=== CONSIGNE ===
Pouvez-vous reprendre le texte ci-dessous sur l'exposition La Relève et le prolonger à la suite de sa dernière phrase ?

=== EXTRAIT CHOISI ===
──────────────────────────────
Florian Bruno, Lisa-Dora Fardelli, Rehab Kinda, Hildegarde Laszak, Léa Macé, Jean-Baptiste Mus, Christophe Pélardy, Renaud Piermarioli, Hélène Rabaté, Moussa Sarr

Exposition du 20 janvier au 13 février 2010

Vernissage le mardi 23 mars à partir de 15h

Dans le cadre d'un partenariat avec l'Ecole Supérieure d'Art de Toulon Provence Méditerranée

La relève !

POUR EUX

Cette exposition consacrée aux diplômés de l’École Supérieure d’Art et de Design Toulon Provence Méditerranée est pour moi l’objet d’une triple satisfaction. Celle, toujours émouvante, de voir ces jeunes artistes bénéficier d’une visibilité de qualité professionnelle dans un espace nouveau et magnifique de Marseille qui manifeste leur envol symbolique hors du lieu de leurs études. Celle aussi de voir deux de leurs enseignants, membres éminents de la structure d’accueil, Édouard Monnet et Ian Simms, les accompagner dans un Commissariat intelligent et généreux, attentifs à la variété de leurs propositions et soucieux de donner la meilleure présentation de leur travail. Celle enfin de matérialiser un lien organique de l’école avec l’association "Vidéochroniques", au bénéfice de l’entrée de ces jeunes artistes dans le monde social, par la grande porte de l’exposition, acte rituel double, conclusif d’une formation et inaugural d’une aventure que nous leur souhaitons riche de succès à venir. 

Jean-Marc Réol

Le commissariat d’une exposition collective est toujours un défi, c’est la raison pour laquelle elles sont généralement organisées à grand renfort de thématiques et de problématiques, qui font office de béquilles et leur permettent éventuellement de "marcher" ou d’en avoir l’air. Quand le seul lien qui unit le groupe ainsi rassemblé se limite au statut commun de ses membres – avoir obtenu son diplôme de fin d’études en juin 2009 à l’École d’Art de Toulon – la tâche peut sembler plus délicate encore, à la limite du praticable. C’est précisément le cas de cette exposition, intitulée pourtant La Relève à force d’enthousiasme et d’optimisme. 

Cette incohérence originelle faite exposition est en effet progressivement devenue un atout, à plusieurs titres. D’une part elle est le reflet d’une absence de tendance, d’effet d’école ou de signature, souvent définitivement dommageable avant même l’amorce d’un véritable parcours. D’autre part elle révèle (anagramme de "relève" dont nous considérons ici l’emploi objectivement hasardeux) la richesse des formes déployées et la variété des médiums employés, partant du dessin pour arriver aux nouveaux médias en passant par la peinture, la sculpture, la photographie et la vidéo. Si les artistes n’ont pas eu l’air de se plaindre leur nouveau terrain de jeu, pour nous, au stade du montage, c’était comme si enfants nous franchissions le seuil d’une boutique de bonbons. Enfin, cette hétérogénéité suppose, garantit ou prouve l’indépendance de chaque projet, son autonomie, depuis sa genèse et les diverses phases de son développement.
──────────────────────────────
=== LIGNES FOURNIES ===
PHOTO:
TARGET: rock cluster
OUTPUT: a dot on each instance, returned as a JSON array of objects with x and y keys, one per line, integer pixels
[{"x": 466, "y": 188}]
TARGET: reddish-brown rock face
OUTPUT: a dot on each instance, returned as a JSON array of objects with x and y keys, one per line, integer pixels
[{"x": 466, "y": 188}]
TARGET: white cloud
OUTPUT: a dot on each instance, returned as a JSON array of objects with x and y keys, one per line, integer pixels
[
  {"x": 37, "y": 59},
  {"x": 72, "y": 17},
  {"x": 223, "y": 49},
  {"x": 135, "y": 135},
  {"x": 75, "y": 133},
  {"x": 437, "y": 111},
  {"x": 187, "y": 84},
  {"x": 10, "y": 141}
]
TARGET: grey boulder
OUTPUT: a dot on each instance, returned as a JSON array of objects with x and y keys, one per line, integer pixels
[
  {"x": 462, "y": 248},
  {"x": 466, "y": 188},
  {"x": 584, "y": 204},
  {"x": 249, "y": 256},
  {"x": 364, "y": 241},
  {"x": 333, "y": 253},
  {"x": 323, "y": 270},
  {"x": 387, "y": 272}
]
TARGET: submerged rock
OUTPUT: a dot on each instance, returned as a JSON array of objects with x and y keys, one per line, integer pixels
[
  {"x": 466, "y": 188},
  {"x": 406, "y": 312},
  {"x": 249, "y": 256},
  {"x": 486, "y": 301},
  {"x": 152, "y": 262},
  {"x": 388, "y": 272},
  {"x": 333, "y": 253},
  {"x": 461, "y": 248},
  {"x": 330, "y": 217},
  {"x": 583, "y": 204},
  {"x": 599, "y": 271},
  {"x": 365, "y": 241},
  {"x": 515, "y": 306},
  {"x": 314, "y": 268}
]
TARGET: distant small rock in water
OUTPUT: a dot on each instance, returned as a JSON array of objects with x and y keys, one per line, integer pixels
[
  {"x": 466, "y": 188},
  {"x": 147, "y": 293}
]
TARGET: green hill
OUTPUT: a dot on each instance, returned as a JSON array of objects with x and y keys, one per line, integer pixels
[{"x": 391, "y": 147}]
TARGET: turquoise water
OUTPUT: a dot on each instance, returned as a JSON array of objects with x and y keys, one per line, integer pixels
──────────────────────────────
=== RÉPONSE ATTENDUE ===
De fait, il y a bien un dénominateur commun à cet ensemble à priori disparate : la qualité individuelle des travaux présentés, que l’exposition éclaire comme jamais ne le ferait un accrochage de diplôme ou d’atelier. Les lignes et les pages qui suivent devraient, nous l’espérons, vous en donner un bref aperçu. 

"Le problème n’est pas de savoir quoi peindre, mais comment peindre". Cette citation de Robert Ryman aura sans nul doute influencé le travail que réalise Florian Bruno, au même titre d’ailleurs que les propos formulés par les principaux peintres associés de près ou de loin à la peinture abstraite d’obédience géométrique ou objective, et plus encore à la forme du monochrome, à laquelle il voue une fascination non dissimulée. Si pour lui "peindre est d’abord une action de recouvrement d’une surface à l’aide d’un mélange constitué de liant et de pigment", le monochrome représente sans doute le comble de la réflexivité en peinture, l’expression même de la radicalité, la porte ouverte à des subtilités inédites tout autant qu’analytiques. 

Récemment, en parlant de son travail, il citait volontiers Torie Begg et sa série de tableaux regroupés sous l’intitulé "Apparently Monochrome". De fait, la peinture de Florian s’inscrit dans une tradition picturale qu’on pourrait qualifier de "processuelle", alors qu’elle est paradoxalement fondée sur un protocole, voire un programme, qui présuppose l’organisation préalable des actions à accomplir, qui prévoit l’ordre des gestes à exécuter, aux fins d’éviter les mauvaises surprises.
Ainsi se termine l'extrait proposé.